Mode Coupling Properties of the Plasmonic Dimers Composed of Graphene Nanodisks

Abstract

The electromagnetic properties of the plasmonic dimer composed of coupled graphene nanodisks are numerically investigated in this paper. The results demonstrate that the degeneracy of the plasmonic modes of the dimer is lifted when the coupling is introduced. The evolution of the plasmonic mode, with the variation of inter-disk distance and the chemical potential of one of the nanodisks, is studied. The proposed structure might find broad areas of application including light–matter interaction, optical switching, directional emission of the plasmonic emitter, etc.

1. Introduction

Similar to electronic atom and molecule systems, photonic molecules (PhMs) and plasmonic molecules (PMs) are composed of interacting nanostructures in which the specific collective electromagnetic (EM) behaviors are demonstrated [1,2]. These behaviors include Fano resonance [3,4,5], slow light [6,7], EM-induced transparency [8,9,10] etc., which result from the coupling between the plasmons and the external disturbance. In the past decade, PhMs and PMs have found significant applications in broad areas including fundamental sciences, the processing of information and biochemics due to their excellent properties of high quality (Q) factors, flexible structure design, and high sensitivity to the variation of the environments [11]. Among the reported works, Qiang Li et al. [12] proposed and fabricated a hybrid photonic–plasmonic molecule composed of two coupled identical Ag-Al₂O₃-Si sandwich disks. This hybrid photonic–plasmonic molecule has sub-wavelength properties and provides a novel platform for the exploration of the light–matter interaction. Sang Wook Kim et al. [13] reported the energy-level evolution of coupled non-identical microdisks (CNMs), which were characterized by their avoided crossing which is intrinsically associated with the exceptional point or the non-Hermitian degeneracy. Svetlana V. Boriskina [14] analyzed the wavelength of the Q factors of the whispering-gallery (WG) modes in the PhM micro-disks as a function of the parameter of the PhM numerically, and demonstrated the crossing and avoid-crossing characteristics. However, all the above-mentioned micro or nanodisk based cavities were made by a conventional novel metal such as Ag and Au, or by dielectric materials such as SiO₂. Thus, the huge ohmic loss would degrade the properties of the devices, for example, Q factors. Furthermore, frequency tunability is impossible as long as the geometric structures of the devices are determined. All the intrinsic shortcomings of the conventional plasmonic materials become an obstacle to practical application.

▶ _EXTRACTED DATA_:
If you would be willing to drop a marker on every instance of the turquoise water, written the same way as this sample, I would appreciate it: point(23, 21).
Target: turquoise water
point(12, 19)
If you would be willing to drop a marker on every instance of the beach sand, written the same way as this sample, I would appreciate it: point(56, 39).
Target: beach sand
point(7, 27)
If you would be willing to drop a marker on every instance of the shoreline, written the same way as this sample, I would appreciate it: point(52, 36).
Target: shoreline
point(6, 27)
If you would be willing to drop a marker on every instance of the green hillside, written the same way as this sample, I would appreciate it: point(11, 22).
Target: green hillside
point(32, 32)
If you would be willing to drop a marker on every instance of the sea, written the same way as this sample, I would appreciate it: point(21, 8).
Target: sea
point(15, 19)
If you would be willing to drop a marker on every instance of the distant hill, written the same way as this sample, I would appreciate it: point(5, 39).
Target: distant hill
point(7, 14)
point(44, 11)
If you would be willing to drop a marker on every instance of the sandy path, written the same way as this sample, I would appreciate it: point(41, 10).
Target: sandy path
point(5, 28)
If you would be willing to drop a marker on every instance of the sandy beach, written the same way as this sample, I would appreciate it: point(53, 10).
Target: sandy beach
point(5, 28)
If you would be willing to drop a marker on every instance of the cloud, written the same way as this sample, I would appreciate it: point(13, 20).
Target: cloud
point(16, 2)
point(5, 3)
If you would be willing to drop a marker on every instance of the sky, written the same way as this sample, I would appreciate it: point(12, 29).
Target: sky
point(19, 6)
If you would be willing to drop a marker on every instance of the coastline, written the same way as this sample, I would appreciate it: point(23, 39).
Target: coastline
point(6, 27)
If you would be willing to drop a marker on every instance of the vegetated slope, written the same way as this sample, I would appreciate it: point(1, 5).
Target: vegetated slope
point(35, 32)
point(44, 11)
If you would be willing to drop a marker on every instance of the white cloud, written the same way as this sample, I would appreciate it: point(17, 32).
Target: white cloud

▶ _WRITTEN EXERCISE 1_:
Answer these questions from the text on graphene nanodisk dimers.
(a) According to the abstract, what happens to the degeneracy of the dimer's plasmonic modes when coupling is introduced?
(b) Of what are the two coupled identical sandwich disks in the hybrid photonic–plasmonic molecule by Qiang Li et al. composed?
(c) According to the introduction, what would the huge ohmic loss degrade?
▶ _WRITTEN EXERCISE 2_: Transcribe the part of the text on graphene nanodisk dimers between "The electromagnetic properties" and "plasmonic emitter, etc.", inclusive.
▶ _WRITTEN EXERCISE 3_: Pick up the text on graphene nanodisk dimers after its last sentence and write what comes next.

▶ _OUTPUT 1_:
(a) The degeneracy is lifted.
(b) Ag-Al₂O₃-Si.
(c) The properties of the devices, for example, Q factors.

▶ _OUTPUT 2_:
The electromagnetic properties of the plasmonic dimer composed of coupled graphene nanodisks are numerically investigated in this paper. The results demonstrate that the degeneracy of the plasmonic modes of the dimer is lifted when the coupling is introduced. The evolution of the plasmonic mode, with the variation of inter-disk distance and the chemical potential of one of the nanodisks, is studied. The proposed structure might find broad areas of application including light–matter interaction, optical switching, directional emission of the plasmonic emitter, etc.

▶ _OUTPUT 3_:
Recently, graphene, which is composed of a single layer of carbon atoms arranged in a two-dimensional (2D) honeycomb lattice, has attracted great attention in the fields of electronics and photonics all over the world due to its excellent material properties [15,16,17]. More specifically, in the field of the plasmonics, graphene offers the advantages of high confinement capability, low damping loss and tunability of working frequency. Consequently, graphene is a reliable material to substitute conventional metal materials in the field of plasmonics.

Zhu X. et al. investigated plasmon–phonon coupling in large-area graphene dot and antidot arrays [18]. Rosolen G. and Maes B. reported asymmetric and connected graphene dimers for a tunable plasmonic response [19]. Hadad Y. et al. showed that an electrically small chemical potential interruption in a graphene layer may possess a quasi-static resonance that launches a mixed-type semilocalized plasmon wave [20]. They also designed a system that is extremely sensitive to the quantized spectrum of graphene Landau levels and predicted up to 90° of Faraday rotation with just a single sheet of graphene [21]. We have proposed and numerically explored the plasmonic dimers composed of coupled graphene nanodisks of different sizes, which are surrounded by another chemical potential on the same piece of infinite graphene monolayer [22]. The split modes with non-degenerate wavelengths appear in the proposed structure. Further, the coupling between fundamental and first order WG modes has been pointed out. In the current work, we further analyze the field properties of the collective mode including the resonant frequency; the Q factor in a graphene plasmonic dimer with different chemical potentials in each nanodisk; and we discuss the physical principles behind the EM behaviors of the dimers. The proposed plasmonic molecules could find broad areas of application in fields including tunable filters [23], optical sensors [24] and optical switchers [25].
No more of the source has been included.